▸ **Document extract**
▼

Tuesday, August 8, 2017

It's the Humidity


To date, this has been a pleasant summer.  The temperatures have been average for Georgia and there has been sufficient rain to keep our lawns from becoming parched brown wastelands.  Although the sun has shined much of the time, it has not burned us to a crisp.
Nonetheless, this is Georgia and there is a normal downside to this season.  As is commonly said: It’s not the heat; it’s the humidity.  The amount of moisture carried by the southern atmosphere can make human life nearly impossible.
In places like Arizona, where the temperature can soar to over 120 degrees Fahrenheit in the shade, people do not go outside during midday.  They may brag about their dry heat, but they do not challenge the sun when it is at its apex.
Locally, we too seek ways to keep from becoming unduly uncomfortable.  We drink lots of iced tea, we keep our air conditioners in good repair, and we too spend less time outdoors during the most sweltering hours.
As I have written in previous columns, my wife and I are walkers.  Whenever our jobs and the weather allow, we like to get out and saunter around our neighborhood.  Usually we spend about an hour a day and go for between three and three and a half miles.

▲

▸ **Task brief**
From the column on Georgia's summer humidity, list every measure the writer says people locally take to keep from becoming unduly uncomfortable.

▸ **Entries**
▼

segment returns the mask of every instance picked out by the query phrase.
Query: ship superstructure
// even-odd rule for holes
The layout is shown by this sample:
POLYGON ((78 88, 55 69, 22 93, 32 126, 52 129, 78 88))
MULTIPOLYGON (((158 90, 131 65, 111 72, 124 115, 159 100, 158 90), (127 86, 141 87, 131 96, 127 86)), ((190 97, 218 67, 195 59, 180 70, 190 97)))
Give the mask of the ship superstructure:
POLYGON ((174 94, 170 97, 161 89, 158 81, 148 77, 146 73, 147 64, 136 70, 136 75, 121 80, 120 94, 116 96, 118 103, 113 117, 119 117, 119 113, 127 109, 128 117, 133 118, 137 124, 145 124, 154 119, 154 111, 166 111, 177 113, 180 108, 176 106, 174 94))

▲

▸ **Response to this exercise**
- Drink lots of iced tea
- Keep air conditioners in good repair
- Spend less time outdoors during the most sweltering hours